# Preguntas de estudio:
(1) Resume el párrafo del texto sobre Pentecostés que empieza con «Regresemos al día de Pentecostés» y conserva sus datos principales.
(2) Copia literalmente el fragmento del texto sobre Pentecostés comprendido entre "Regresemos al día" y "riesgos, pero no.", ambos incluidos.

Regresemos al día de Pentecostés y descubramos la primera obra de la Iglesia: el anuncio. Y, aun así, notamos que los Apóstoles no preparaban ninguna estrategia; cuando estaban encerrados allí, en el cenáculo, no elaboraban una estrategia, no, no preparaban un plan pastoral. Podrían haber repartido a las personas en grupos, según sus distintos pueblos de origen, o dirigirse primero a los más cercanos y, luego, a los lejanos; también hubieran podido esperar un poco antes de comenzar el anuncio y, mientras tanto, profundizar en las enseñanzas de Jesús, para evitar riesgos, pero no.

El Espíritu no quería que la memoria del Maestro se cultivara en grupos cerrados, en cenáculos donde se toma gusto a “hacer el nido”. Y ésta es una fea enfermedad que puede entrar en la Iglesia: la Iglesia no como comunidad, ni familia, ni madre, sino como nido. El Espíritu abre, reaviva, impulsa más allá de lo que ya fue dicho y fue hecho, Él lleva más allá de los ámbitos de una fe tímida y desconfiada. En el mundo, todo se viene abajo sin una planificación sólida y una estrategia calculada. En la Iglesia, por el contrario, es el Espíritu quien garantiza la unidad a los que anuncian. Por eso, los apóstoles se lanzan, poco preparados, corriendo riesgos; pero salen. Un solo deseo los anima: dar lo que han recibido. Es hermoso el comienzo de la Primera Carta de San Juan: «Eso que hemos recibido y visto os lo anunciamos» (cf. 1,3).

# Líneas proporcionadas:
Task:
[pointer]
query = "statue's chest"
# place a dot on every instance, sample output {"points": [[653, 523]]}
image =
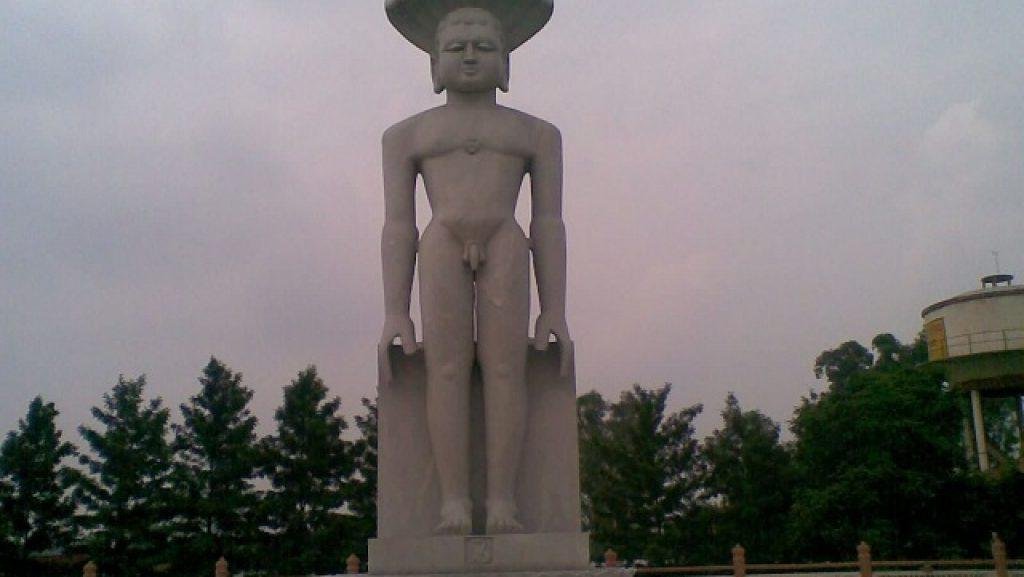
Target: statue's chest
{"points": [[471, 139]]}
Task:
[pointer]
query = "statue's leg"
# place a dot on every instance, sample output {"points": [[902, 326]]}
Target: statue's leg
{"points": [[503, 320], [446, 304]]}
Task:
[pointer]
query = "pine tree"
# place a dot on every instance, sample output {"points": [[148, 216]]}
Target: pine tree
{"points": [[363, 499], [639, 472], [750, 476], [309, 466], [125, 496], [34, 507], [216, 461]]}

# Soluciones del ejercicio:
(1) El día de Pentecostés comenzó la primera obra de la Iglesia, el anuncio. Encerrados en el cenáculo, los Apóstoles no elaboraron ninguna estrategia ni plan pastoral. No repartieron a las personas en grupos según su pueblo de origen ni se dirigieron primero a los cercanos y luego a los lejanos. Tampoco esperaron a profundizar en las enseñanzas de Jesús para evitar riesgos.

(2)
Regresemos al día de Pentecostés y descubramos la primera obra de la Iglesia: el anuncio. Y, aun así, notamos que los Apóstoles no preparaban ninguna estrategia; cuando estaban encerrados allí, en el cenáculo, no elaboraban una estrategia, no, no preparaban un plan pastoral. Podrían haber repartido a las personas en grupos, según sus distintos pueblos de origen, o dirigirse primero a los más cercanos y, luego, a los lejanos; también hubieran podido esperar un poco antes de comenzar el anuncio y, mientras tanto, profundizar en las enseñanzas de Jesús, para evitar riesgos, pero no.